* WORK TASK
Which of the lines below include "cloud"? Each one should be copied out.

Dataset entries
BEGIN

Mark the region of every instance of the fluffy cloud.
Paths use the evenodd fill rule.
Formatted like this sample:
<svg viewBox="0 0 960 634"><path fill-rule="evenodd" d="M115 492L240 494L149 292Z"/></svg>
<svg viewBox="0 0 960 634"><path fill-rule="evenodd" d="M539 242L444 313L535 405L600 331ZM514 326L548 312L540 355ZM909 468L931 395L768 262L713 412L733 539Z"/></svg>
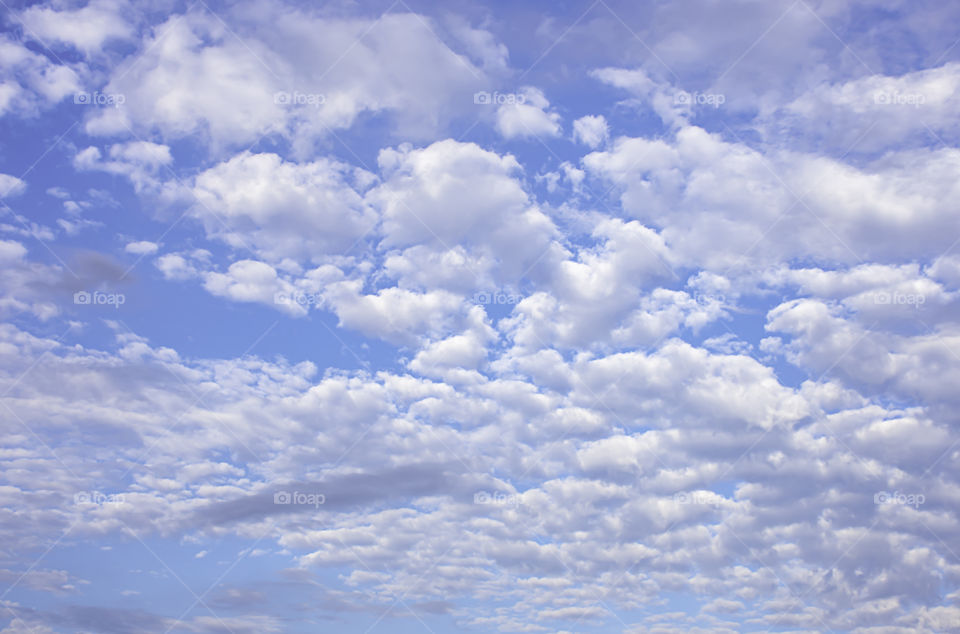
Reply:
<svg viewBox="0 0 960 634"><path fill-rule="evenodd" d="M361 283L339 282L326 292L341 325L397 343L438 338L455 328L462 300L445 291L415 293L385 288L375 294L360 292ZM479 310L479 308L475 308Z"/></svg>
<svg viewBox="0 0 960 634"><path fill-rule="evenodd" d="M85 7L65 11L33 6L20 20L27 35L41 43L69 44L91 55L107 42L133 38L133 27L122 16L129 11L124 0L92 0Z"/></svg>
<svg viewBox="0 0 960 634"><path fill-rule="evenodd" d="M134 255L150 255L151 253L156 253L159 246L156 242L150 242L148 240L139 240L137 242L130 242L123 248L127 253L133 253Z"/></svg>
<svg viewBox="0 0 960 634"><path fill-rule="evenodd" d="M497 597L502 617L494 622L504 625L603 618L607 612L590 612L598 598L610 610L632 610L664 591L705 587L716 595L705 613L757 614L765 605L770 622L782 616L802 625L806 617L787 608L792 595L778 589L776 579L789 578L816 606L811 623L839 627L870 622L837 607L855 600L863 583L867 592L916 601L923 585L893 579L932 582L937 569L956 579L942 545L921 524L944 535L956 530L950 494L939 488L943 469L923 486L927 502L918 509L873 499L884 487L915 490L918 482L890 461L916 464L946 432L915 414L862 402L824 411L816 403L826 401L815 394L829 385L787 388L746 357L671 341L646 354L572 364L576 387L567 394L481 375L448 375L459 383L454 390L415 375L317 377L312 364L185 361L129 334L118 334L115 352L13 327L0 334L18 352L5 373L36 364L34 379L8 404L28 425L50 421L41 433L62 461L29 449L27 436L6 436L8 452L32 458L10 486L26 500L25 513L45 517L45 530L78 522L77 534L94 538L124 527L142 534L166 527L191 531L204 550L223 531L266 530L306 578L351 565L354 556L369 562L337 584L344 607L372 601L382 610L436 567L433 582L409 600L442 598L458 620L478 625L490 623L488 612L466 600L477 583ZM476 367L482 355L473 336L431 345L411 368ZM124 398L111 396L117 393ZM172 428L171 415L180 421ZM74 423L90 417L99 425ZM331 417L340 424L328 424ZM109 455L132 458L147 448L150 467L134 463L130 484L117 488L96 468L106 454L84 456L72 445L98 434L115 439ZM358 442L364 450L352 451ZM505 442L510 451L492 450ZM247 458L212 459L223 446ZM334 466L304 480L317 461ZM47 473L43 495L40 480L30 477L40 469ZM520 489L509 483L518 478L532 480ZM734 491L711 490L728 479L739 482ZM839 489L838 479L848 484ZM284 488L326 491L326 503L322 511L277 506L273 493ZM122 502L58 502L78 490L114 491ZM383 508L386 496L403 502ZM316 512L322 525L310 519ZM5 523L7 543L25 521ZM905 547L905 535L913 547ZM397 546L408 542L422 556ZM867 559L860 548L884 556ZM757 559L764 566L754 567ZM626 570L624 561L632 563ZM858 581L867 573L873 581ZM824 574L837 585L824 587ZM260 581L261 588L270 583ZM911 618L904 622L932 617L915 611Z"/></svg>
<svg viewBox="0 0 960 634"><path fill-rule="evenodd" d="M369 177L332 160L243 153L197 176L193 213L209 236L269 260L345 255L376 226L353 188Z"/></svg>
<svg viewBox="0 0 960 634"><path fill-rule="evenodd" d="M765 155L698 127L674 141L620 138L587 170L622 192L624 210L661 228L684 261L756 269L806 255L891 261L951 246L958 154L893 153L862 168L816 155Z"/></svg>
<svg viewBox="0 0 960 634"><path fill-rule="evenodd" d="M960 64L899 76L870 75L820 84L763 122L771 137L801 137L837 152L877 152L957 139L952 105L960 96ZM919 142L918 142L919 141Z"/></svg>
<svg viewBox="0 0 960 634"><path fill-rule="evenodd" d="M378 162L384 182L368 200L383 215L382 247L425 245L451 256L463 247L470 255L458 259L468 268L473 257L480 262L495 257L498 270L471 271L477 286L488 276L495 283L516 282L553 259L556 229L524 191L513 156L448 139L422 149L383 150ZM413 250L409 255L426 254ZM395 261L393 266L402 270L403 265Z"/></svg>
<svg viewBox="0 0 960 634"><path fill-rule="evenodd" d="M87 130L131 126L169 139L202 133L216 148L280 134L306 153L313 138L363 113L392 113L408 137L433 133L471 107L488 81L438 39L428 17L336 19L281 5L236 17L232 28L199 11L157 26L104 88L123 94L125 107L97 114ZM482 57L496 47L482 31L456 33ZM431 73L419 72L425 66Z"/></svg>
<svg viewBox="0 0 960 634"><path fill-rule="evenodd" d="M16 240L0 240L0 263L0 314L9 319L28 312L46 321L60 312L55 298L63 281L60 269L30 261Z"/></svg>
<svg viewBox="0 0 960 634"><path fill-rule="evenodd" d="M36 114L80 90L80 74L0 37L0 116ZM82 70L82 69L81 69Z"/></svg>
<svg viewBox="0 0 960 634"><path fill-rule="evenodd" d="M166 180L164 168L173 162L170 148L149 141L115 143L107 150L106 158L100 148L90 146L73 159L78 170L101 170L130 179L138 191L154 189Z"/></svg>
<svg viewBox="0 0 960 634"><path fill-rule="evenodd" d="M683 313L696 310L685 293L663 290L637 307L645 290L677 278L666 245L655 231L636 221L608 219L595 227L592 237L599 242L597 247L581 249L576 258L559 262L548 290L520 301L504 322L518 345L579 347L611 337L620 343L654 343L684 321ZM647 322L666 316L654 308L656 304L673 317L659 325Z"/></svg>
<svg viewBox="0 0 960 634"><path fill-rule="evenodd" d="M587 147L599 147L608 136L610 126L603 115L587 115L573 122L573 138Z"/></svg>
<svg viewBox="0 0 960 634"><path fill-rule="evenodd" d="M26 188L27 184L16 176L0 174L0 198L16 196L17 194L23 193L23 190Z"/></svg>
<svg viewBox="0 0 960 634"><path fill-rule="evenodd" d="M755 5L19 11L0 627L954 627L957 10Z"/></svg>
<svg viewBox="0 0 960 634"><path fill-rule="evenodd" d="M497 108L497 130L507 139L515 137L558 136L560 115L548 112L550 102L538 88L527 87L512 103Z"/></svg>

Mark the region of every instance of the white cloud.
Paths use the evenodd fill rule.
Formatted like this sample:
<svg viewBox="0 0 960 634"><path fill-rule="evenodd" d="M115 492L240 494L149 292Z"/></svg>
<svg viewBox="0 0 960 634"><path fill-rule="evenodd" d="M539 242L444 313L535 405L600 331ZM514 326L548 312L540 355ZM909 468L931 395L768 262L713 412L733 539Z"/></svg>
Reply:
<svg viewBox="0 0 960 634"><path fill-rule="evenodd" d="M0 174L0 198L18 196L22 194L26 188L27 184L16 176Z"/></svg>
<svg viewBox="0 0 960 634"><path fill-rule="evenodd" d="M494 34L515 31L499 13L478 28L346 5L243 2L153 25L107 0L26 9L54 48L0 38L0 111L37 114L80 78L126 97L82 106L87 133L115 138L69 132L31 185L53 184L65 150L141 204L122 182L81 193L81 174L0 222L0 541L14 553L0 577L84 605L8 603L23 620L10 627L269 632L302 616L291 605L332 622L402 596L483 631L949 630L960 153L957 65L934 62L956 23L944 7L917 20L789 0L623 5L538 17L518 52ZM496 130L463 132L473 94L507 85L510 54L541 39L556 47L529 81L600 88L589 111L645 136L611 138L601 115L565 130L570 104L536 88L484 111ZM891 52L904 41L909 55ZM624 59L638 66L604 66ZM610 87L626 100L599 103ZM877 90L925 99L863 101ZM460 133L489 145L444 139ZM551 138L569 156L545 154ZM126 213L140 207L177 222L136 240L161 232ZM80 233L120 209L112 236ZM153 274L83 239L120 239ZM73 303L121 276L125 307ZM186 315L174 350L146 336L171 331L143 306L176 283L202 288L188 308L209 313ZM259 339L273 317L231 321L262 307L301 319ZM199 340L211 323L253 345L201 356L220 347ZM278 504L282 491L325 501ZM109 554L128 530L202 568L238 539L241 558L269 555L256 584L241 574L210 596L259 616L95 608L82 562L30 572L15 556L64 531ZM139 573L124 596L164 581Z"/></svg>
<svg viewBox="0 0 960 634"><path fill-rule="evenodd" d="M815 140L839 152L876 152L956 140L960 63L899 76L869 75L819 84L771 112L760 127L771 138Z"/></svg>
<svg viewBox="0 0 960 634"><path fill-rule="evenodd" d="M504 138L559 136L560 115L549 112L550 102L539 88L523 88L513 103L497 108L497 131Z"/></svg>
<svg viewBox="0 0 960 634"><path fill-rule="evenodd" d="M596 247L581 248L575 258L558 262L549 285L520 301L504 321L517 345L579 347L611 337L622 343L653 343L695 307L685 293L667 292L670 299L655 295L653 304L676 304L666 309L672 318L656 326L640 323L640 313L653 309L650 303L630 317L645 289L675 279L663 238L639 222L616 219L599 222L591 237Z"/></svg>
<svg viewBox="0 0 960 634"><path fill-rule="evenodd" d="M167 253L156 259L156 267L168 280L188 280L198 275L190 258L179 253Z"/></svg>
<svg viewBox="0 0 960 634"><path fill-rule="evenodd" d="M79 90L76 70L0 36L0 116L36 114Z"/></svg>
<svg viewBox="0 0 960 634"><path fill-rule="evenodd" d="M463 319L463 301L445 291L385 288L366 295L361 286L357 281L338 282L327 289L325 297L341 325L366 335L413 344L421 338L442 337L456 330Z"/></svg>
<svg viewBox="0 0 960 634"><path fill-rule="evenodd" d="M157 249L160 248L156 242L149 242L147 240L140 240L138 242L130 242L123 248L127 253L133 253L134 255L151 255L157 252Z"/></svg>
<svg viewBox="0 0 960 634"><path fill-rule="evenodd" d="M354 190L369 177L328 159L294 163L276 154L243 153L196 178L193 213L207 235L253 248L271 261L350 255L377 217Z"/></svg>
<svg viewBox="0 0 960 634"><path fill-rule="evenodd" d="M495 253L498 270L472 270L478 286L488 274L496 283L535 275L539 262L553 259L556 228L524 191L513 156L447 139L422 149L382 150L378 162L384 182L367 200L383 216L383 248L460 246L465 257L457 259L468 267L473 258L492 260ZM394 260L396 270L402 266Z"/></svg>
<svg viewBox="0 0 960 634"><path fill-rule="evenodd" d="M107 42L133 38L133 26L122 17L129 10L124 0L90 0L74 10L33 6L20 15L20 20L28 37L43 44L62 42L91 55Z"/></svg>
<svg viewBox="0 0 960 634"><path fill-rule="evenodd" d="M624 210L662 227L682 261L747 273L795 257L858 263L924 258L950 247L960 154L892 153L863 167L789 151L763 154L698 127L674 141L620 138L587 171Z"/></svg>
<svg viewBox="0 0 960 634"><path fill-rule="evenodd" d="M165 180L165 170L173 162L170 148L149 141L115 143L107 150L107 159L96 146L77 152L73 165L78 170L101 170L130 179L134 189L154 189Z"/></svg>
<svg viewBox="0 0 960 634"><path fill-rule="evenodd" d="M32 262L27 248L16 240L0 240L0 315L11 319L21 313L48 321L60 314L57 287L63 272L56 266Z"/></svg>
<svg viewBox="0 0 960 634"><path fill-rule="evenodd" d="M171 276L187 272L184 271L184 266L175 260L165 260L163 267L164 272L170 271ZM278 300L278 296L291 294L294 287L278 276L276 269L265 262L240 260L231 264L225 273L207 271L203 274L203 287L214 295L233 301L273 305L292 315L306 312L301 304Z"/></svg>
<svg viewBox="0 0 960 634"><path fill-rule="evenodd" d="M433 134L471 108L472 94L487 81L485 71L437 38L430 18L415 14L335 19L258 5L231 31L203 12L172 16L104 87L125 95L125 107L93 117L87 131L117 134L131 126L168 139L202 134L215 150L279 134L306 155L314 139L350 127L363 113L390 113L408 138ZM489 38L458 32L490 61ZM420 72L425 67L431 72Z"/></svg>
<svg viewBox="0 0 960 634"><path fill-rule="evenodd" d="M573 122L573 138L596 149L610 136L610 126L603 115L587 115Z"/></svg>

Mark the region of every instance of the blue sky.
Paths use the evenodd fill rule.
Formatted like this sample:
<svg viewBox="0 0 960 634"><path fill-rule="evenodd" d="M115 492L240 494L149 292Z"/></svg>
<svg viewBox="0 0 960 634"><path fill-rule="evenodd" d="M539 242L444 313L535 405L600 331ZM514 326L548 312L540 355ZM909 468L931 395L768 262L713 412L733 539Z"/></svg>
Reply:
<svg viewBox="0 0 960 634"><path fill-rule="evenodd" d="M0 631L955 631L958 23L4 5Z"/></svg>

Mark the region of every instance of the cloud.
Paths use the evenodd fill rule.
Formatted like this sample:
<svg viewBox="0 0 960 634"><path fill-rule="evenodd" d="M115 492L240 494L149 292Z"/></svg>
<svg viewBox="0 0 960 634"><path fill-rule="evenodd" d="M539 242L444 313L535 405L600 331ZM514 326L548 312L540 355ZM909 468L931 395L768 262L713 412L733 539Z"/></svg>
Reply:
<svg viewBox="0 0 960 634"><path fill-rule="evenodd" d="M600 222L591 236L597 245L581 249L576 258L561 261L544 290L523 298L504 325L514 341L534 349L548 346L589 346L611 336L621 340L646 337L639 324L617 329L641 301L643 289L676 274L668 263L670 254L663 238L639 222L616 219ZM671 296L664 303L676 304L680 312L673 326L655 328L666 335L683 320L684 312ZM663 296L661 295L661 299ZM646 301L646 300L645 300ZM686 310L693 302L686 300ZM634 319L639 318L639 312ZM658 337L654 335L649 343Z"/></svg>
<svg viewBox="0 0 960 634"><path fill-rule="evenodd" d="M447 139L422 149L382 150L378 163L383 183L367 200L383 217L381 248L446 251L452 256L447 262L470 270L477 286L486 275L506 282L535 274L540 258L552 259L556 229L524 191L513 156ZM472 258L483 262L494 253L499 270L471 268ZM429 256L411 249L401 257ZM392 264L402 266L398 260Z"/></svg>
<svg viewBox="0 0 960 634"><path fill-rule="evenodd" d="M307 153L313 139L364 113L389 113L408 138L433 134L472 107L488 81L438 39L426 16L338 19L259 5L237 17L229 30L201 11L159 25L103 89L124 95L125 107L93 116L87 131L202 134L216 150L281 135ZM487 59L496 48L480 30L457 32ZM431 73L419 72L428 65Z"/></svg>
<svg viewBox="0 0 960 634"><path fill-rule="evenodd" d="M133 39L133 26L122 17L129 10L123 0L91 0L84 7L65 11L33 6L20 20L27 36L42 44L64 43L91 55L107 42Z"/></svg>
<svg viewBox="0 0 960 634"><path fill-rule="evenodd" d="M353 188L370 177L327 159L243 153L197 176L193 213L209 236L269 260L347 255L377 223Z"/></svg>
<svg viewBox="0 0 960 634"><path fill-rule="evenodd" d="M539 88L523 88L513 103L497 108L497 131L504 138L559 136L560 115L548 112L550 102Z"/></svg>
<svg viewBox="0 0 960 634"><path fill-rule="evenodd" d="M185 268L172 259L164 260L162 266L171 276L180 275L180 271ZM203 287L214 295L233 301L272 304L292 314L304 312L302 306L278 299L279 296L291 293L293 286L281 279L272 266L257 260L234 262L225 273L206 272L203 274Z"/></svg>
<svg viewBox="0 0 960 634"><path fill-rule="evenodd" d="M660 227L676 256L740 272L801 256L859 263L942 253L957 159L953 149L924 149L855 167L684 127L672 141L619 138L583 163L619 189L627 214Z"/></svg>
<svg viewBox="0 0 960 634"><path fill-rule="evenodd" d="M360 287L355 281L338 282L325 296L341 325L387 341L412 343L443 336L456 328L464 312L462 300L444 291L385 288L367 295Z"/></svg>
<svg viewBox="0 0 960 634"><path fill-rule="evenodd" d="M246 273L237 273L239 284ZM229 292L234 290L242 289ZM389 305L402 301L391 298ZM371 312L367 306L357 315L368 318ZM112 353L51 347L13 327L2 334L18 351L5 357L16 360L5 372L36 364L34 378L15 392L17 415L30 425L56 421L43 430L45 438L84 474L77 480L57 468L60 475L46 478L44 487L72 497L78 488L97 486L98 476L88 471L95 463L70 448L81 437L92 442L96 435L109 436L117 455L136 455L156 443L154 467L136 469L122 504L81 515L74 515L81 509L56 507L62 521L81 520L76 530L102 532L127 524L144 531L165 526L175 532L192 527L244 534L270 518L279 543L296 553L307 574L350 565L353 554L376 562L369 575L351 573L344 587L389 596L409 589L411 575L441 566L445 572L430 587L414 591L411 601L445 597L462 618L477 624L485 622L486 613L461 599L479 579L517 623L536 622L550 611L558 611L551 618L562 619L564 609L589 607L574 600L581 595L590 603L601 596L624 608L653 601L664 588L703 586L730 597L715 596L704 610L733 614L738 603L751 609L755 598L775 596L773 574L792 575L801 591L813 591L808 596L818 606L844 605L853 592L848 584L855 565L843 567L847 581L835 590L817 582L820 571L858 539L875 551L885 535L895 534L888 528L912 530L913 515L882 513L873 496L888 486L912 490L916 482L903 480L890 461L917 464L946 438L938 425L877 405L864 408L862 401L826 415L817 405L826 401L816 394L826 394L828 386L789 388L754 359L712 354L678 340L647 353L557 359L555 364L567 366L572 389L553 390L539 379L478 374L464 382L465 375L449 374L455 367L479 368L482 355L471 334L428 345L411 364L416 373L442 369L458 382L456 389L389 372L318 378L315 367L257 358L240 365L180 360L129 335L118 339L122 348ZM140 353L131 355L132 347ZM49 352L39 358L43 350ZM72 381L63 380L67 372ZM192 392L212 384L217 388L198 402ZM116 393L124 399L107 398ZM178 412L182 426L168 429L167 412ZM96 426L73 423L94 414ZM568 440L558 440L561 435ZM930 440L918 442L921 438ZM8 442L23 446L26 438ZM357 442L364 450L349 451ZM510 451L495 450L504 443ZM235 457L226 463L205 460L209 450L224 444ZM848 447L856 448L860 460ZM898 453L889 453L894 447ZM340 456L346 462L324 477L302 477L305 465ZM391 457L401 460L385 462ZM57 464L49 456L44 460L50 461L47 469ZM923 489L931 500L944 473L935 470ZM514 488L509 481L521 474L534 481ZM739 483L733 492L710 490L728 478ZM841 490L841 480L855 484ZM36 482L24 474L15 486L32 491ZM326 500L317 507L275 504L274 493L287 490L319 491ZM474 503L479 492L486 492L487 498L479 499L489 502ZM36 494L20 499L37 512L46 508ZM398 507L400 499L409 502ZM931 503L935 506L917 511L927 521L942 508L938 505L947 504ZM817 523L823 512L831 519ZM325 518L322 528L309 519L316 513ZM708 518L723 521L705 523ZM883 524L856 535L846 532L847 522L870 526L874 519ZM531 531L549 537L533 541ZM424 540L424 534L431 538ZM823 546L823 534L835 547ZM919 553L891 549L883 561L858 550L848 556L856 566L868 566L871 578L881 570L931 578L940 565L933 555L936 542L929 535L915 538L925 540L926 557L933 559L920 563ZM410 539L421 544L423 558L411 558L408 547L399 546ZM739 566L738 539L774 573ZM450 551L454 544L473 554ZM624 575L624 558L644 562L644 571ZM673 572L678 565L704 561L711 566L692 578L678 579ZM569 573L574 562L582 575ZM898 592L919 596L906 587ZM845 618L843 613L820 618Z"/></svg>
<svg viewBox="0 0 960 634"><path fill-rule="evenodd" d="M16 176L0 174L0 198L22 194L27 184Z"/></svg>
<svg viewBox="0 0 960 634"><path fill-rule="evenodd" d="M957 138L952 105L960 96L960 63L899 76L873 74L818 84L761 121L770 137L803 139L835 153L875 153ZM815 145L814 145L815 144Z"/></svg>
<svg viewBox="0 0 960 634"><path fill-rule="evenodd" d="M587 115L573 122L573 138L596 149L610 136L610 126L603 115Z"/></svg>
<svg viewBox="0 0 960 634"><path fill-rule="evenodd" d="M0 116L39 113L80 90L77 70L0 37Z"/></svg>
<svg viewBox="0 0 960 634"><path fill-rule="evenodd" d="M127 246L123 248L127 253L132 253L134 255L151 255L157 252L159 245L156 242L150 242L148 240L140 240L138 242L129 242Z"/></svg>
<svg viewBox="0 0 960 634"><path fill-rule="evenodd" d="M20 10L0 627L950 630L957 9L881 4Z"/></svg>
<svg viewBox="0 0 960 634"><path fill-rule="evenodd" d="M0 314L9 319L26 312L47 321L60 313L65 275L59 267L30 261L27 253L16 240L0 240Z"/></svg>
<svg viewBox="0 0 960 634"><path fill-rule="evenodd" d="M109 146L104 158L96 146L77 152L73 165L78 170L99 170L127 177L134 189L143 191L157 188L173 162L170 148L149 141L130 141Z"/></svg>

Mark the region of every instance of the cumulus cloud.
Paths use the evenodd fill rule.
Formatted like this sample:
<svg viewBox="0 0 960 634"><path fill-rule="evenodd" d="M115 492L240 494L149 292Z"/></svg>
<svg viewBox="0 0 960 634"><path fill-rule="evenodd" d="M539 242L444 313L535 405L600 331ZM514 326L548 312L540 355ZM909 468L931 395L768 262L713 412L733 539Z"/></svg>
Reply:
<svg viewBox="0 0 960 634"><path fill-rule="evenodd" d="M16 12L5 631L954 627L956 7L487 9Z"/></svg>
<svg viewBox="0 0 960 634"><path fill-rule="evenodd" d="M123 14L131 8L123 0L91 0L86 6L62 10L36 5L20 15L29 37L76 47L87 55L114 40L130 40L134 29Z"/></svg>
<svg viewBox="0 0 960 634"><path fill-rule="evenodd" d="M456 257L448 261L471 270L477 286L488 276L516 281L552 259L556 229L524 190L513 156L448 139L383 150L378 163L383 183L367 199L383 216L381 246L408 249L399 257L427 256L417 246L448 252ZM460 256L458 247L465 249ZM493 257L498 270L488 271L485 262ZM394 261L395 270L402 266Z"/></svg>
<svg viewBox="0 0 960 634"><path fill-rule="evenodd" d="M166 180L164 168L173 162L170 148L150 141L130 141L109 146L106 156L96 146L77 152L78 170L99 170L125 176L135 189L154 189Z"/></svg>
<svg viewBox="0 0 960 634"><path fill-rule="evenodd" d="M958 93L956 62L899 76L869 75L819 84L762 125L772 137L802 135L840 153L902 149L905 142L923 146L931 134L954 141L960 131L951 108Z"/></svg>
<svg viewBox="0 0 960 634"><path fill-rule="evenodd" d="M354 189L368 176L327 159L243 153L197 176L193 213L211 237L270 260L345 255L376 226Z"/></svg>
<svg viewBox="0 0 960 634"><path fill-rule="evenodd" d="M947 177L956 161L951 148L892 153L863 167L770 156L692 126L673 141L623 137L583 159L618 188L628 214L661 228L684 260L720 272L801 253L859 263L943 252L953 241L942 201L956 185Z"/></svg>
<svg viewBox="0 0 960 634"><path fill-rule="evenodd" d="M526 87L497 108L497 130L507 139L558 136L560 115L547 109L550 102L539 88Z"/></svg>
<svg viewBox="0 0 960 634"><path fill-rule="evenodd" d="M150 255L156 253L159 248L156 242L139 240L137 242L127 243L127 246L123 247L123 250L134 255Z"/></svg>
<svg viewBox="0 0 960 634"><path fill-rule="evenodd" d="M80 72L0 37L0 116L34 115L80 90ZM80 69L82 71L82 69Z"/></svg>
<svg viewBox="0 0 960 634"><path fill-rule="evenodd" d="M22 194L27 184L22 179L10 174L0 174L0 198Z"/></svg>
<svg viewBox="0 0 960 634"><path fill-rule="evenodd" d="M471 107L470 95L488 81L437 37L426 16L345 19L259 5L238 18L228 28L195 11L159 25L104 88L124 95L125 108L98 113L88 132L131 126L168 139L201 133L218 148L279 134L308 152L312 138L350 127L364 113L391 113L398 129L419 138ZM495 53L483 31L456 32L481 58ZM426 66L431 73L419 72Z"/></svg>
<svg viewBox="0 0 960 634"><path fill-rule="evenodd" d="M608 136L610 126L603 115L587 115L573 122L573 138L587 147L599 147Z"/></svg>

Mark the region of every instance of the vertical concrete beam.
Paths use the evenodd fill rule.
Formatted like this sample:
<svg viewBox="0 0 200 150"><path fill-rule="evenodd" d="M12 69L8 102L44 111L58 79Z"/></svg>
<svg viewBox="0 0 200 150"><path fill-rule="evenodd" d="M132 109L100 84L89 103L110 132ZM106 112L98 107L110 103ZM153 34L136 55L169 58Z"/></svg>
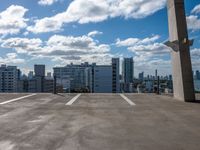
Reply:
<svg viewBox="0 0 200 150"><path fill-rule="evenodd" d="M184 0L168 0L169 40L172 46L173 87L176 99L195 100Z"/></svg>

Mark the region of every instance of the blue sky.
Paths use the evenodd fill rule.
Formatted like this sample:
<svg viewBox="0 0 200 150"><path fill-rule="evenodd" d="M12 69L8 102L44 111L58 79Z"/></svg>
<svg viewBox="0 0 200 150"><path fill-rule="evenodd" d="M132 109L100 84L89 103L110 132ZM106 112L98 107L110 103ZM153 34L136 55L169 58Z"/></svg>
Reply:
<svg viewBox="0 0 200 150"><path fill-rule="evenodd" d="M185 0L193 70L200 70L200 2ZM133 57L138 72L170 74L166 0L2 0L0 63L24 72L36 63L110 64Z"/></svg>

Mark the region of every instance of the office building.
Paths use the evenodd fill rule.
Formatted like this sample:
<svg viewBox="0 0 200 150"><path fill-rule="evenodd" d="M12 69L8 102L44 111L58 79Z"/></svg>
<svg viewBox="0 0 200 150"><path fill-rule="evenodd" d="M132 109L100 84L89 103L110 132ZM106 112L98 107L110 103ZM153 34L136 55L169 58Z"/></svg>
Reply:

END

* RESULT BELOW
Mark the region of every instance of the fluffy cloud.
Mark the region of every instance of the white cloud.
Mark the region of every instance of the cloud.
Mark the region of every instance of the cumulus cloud.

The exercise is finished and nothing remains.